## Aim of the task
Convert every line of the records below into a numbered list, omitting blank lines and excluding the pictures.
--- Start of Provided information ---
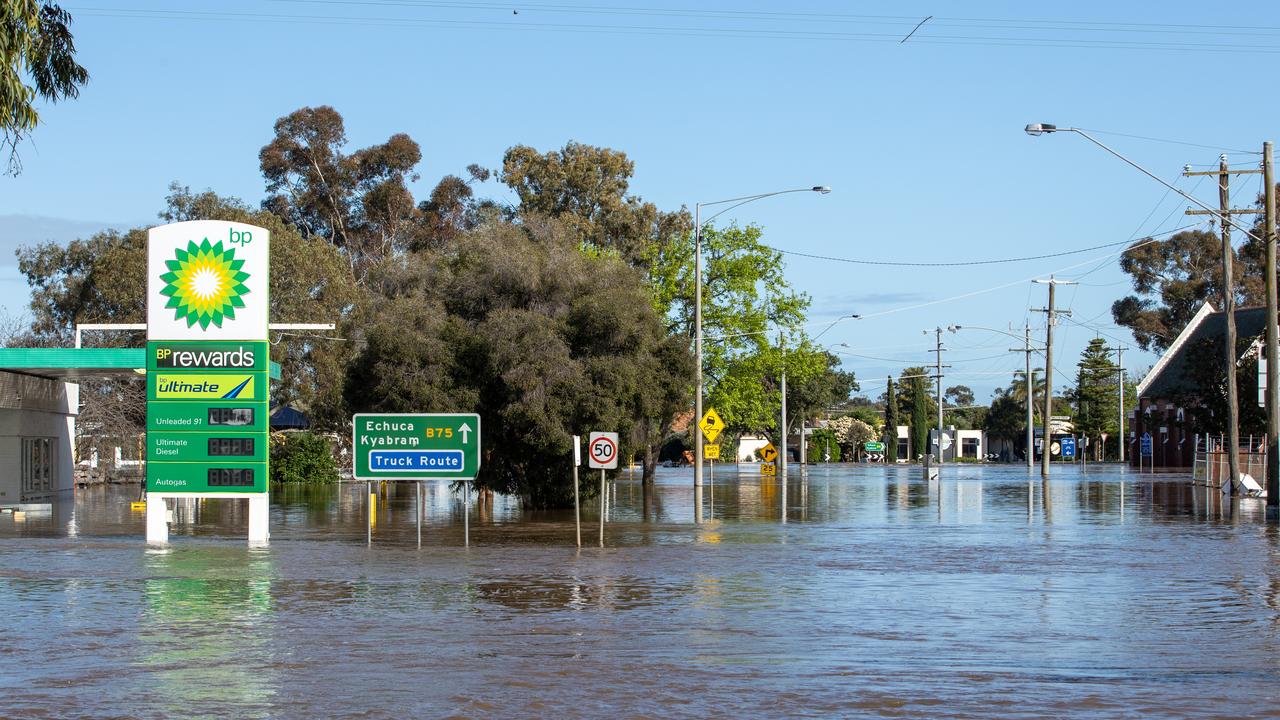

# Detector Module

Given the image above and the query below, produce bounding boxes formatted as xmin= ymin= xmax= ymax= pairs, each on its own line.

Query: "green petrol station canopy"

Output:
xmin=0 ymin=347 xmax=280 ymax=382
--- End of Provided information ---
## Response to this exercise
1. # Detector Module
2. Given the image above and the query below, produce bounding boxes formatted as xmin= ymin= xmax= ymax= pairs, each on its own line.
3. Query: "green petrol station canopy"
4. Output:
5. xmin=0 ymin=347 xmax=280 ymax=382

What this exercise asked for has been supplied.